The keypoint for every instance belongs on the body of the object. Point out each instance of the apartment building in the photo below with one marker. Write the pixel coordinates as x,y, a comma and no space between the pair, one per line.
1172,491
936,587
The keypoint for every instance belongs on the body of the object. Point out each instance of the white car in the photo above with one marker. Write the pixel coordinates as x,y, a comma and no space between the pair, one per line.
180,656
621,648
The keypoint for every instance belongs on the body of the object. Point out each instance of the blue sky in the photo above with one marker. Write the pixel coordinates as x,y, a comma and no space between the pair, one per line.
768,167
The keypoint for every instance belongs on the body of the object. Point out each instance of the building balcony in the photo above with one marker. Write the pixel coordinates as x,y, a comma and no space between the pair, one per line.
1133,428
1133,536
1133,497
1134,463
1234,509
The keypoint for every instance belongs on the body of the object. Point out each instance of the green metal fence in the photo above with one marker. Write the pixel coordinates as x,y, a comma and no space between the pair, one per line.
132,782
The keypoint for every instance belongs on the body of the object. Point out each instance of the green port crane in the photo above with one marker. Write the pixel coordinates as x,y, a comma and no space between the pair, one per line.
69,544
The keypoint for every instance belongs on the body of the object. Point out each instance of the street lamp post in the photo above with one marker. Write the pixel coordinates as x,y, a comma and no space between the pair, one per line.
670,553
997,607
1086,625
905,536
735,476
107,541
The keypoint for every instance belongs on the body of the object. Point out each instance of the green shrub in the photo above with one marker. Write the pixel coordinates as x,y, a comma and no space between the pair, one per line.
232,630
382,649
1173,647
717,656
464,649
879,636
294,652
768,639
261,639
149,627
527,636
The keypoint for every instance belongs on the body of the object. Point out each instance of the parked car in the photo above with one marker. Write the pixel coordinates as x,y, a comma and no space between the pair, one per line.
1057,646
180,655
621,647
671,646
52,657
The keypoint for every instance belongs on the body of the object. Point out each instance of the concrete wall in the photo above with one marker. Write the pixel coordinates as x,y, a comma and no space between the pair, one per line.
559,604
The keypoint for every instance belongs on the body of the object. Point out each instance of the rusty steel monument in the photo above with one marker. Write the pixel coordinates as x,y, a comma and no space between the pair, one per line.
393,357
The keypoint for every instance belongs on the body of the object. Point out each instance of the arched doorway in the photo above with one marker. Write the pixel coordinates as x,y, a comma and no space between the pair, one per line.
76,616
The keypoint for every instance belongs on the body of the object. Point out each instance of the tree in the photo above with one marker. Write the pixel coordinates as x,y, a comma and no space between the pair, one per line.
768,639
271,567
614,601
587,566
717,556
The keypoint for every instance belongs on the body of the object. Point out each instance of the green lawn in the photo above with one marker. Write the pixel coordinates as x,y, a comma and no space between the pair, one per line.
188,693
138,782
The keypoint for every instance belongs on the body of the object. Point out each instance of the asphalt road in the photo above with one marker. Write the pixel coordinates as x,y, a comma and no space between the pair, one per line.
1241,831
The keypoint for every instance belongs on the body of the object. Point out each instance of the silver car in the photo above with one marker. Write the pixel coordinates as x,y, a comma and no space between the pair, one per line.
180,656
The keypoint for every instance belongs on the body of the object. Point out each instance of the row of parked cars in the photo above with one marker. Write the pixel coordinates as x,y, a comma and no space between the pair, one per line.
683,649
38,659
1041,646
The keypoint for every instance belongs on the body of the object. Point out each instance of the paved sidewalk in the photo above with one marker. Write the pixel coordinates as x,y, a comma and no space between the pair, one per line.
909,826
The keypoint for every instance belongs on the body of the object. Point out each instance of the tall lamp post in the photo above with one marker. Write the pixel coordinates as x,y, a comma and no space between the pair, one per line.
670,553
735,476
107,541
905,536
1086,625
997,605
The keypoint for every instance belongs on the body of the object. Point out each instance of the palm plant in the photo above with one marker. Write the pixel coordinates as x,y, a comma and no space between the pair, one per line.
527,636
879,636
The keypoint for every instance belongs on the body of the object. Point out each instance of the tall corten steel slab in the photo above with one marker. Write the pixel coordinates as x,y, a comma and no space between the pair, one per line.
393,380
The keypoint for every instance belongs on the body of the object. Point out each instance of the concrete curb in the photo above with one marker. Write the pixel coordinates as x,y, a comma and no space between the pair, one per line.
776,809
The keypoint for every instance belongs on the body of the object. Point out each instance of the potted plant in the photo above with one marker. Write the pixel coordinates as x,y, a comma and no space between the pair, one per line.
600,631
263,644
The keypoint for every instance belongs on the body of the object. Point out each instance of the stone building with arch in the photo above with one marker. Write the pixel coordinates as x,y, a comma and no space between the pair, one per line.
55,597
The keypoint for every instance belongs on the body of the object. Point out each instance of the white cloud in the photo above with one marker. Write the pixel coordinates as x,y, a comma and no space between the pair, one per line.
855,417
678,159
════════════════
- STATED EXERCISE:
Reproduce every line of the data from the line containing "the concrete curb" through the end of the data, inclusive. Increase each answer coordinate value by 59 and leave all other text unchanged.

- THE SOLUTION:
The keypoint for every instance belongs on the body of the object. Point out each instance of the concrete curb in the photo above with one marker. Write the pixel coordinates as x,y, a comma and no space between the pair, one per line.
835,868
The keypoint for every instance belongs on the body of the object. Point out each instance of the potted plant in the photo above with one marker. Write the pixel coordinates as x,y, a comma and no space between the pair, one per line.
659,690
322,703
The keypoint for every instance belongs on the body of the object. Point out each instance of the stone building with arch in the photo above with one marker. Write the pixel coordinates as x,y, a comma and no space between the pair, one per line.
114,656
The keypoint for every instance belongs on the body of the object. Point out each instance of the white cloud in the photo above with one marker. Write the pixel coordinates as x,y, a comma and no space between the pair, one per line.
914,476
737,218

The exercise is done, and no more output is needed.